(Position identification records)

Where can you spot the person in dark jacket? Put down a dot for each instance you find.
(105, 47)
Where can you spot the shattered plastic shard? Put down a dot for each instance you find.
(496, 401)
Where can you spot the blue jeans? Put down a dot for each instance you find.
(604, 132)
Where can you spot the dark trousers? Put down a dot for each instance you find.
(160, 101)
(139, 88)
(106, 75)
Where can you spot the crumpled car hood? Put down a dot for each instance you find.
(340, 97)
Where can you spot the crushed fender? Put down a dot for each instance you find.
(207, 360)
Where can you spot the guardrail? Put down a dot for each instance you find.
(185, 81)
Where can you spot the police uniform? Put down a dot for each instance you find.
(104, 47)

* * *

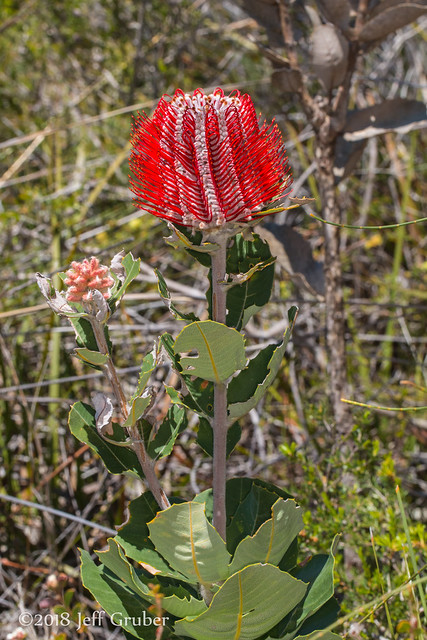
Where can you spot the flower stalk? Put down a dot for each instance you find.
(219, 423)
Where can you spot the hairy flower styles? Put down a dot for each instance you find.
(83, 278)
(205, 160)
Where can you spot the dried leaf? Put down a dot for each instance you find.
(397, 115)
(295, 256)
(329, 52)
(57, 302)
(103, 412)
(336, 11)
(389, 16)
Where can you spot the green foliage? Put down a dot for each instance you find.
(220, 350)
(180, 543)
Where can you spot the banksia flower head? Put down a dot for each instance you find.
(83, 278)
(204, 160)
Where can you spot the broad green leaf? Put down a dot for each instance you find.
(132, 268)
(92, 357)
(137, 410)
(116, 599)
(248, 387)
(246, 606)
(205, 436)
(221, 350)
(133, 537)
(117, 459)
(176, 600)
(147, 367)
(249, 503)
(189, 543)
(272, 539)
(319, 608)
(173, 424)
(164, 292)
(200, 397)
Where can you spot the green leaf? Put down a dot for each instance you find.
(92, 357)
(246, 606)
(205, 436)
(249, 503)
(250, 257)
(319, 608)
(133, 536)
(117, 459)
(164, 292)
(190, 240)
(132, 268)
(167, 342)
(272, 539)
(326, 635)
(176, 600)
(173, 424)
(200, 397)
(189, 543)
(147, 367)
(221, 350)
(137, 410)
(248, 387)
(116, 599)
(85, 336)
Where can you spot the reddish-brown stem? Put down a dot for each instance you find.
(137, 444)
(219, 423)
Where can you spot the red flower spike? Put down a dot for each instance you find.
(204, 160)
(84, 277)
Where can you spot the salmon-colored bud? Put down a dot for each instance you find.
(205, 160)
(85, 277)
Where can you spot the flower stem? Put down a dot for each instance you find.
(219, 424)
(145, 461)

* * *

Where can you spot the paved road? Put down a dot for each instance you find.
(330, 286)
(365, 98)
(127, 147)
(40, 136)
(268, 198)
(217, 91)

GOAL: Please find every row above that contains the word "flower" and copy each of those rows.

RESULT OF THIS EXERCISE:
Where can you spot the flower stalk? Put down a dot for each instance you find.
Where can you spot the hairy flower styles? Put down a dot for each instance you find.
Where can you spot the banksia flower head? Put down a dot for each instance you find.
Where can you spot the red flower spike? Put down a dot for each instance you find.
Where can you spot the flower stem? Put down a dot for each instance you find.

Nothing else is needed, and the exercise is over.